Data listing:
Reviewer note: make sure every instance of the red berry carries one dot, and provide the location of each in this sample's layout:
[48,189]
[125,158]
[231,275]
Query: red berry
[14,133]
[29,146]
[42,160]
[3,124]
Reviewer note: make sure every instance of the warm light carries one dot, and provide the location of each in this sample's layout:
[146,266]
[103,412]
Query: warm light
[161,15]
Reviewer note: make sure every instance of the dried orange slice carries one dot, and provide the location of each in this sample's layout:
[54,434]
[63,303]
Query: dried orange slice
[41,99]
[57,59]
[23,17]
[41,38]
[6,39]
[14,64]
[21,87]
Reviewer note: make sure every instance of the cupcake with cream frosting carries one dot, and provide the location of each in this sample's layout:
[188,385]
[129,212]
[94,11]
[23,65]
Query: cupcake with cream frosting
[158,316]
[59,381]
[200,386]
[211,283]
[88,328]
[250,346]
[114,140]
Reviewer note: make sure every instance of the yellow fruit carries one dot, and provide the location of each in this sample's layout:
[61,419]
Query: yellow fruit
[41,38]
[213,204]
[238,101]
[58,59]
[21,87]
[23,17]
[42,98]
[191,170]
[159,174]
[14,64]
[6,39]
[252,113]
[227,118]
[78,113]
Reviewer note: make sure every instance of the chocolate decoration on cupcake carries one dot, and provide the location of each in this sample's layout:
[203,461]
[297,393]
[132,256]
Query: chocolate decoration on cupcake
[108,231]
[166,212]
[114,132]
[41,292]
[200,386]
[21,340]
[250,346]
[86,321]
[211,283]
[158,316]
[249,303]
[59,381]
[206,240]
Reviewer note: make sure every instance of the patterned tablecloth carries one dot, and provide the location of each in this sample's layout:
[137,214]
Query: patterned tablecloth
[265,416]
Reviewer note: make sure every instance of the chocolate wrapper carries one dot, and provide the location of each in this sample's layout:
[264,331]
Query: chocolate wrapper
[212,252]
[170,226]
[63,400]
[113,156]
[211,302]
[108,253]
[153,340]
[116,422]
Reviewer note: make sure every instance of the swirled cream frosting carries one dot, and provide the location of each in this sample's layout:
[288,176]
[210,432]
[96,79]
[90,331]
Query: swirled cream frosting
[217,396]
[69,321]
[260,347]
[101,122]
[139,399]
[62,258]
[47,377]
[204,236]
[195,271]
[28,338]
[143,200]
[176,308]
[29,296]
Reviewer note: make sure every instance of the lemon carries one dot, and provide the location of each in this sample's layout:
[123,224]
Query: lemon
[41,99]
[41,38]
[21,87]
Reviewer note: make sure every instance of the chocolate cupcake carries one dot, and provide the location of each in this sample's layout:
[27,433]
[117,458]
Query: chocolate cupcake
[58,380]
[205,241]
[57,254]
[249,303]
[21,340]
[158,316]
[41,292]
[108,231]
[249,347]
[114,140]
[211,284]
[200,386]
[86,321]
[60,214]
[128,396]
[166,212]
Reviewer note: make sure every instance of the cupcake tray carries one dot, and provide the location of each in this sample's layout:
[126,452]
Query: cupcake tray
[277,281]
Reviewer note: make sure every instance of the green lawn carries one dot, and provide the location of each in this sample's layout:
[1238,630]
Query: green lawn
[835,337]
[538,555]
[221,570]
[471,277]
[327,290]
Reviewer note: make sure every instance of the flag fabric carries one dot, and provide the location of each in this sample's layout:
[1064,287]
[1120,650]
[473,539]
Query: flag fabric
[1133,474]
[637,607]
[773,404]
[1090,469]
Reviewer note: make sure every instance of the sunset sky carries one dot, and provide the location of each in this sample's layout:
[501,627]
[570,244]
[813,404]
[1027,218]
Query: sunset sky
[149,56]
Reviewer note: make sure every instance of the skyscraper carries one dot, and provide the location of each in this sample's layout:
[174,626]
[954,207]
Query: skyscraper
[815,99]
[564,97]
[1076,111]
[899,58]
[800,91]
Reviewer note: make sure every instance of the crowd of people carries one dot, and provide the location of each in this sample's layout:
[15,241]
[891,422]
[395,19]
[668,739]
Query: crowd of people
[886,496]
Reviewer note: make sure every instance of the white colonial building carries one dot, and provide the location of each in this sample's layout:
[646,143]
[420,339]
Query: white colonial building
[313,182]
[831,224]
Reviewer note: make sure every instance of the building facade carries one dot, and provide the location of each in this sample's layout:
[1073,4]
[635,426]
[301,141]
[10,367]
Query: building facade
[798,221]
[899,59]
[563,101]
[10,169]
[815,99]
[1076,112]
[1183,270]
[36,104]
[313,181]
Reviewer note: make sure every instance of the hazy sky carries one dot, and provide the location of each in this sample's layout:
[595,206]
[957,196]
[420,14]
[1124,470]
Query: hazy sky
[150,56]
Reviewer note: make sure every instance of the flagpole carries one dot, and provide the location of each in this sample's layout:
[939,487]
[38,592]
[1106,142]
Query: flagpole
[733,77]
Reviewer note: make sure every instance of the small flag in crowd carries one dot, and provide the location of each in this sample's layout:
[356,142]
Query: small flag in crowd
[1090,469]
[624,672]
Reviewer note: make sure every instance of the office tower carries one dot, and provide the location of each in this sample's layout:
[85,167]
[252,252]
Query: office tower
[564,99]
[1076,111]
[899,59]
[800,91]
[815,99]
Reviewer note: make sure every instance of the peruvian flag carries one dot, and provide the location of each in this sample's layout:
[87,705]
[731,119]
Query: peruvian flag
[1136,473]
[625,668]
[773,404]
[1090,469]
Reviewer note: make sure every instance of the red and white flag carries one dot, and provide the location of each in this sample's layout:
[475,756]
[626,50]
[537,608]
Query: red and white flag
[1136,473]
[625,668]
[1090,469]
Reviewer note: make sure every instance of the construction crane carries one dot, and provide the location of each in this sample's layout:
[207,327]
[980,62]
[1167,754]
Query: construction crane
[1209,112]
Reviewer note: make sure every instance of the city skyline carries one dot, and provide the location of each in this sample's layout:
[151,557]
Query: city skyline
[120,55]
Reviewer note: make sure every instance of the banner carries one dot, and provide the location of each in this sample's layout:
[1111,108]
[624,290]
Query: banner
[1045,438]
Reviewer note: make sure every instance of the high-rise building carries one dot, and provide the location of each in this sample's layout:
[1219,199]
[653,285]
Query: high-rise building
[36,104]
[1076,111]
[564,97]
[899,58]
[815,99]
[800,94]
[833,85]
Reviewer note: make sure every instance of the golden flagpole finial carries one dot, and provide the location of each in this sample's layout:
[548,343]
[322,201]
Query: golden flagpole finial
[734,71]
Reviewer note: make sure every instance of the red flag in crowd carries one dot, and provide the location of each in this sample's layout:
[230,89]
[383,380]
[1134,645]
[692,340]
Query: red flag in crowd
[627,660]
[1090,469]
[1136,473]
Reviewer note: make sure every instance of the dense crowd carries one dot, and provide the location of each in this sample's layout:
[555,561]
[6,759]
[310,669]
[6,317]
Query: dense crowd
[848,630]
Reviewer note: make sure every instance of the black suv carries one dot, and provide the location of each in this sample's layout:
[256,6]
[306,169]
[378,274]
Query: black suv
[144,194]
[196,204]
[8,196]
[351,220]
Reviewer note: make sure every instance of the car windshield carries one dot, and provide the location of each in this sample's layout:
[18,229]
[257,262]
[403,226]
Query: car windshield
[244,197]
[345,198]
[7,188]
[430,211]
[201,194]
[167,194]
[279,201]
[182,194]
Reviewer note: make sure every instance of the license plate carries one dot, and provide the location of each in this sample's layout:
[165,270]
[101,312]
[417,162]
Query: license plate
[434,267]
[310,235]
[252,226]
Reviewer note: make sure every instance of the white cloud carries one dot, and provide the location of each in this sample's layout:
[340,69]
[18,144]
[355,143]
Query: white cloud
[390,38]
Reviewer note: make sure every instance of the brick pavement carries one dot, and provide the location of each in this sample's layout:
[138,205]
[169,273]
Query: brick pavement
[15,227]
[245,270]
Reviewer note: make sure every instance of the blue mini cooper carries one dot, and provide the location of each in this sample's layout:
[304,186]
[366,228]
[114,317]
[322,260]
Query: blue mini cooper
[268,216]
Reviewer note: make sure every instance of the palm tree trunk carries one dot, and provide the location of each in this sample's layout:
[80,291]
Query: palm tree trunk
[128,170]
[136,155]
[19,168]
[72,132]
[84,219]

Brief: Return the lines of the listing from the one containing "Reviewer note: make sure every instance of the palm" through the end of the listing, copying them without any change.

Output below:
Reviewer note: make sure every instance of the palm tree trunk carries one dot, and provide the location of each in this sample's layout:
[80,291]
Query: palm tree trunk
[128,170]
[136,155]
[19,168]
[72,132]
[84,219]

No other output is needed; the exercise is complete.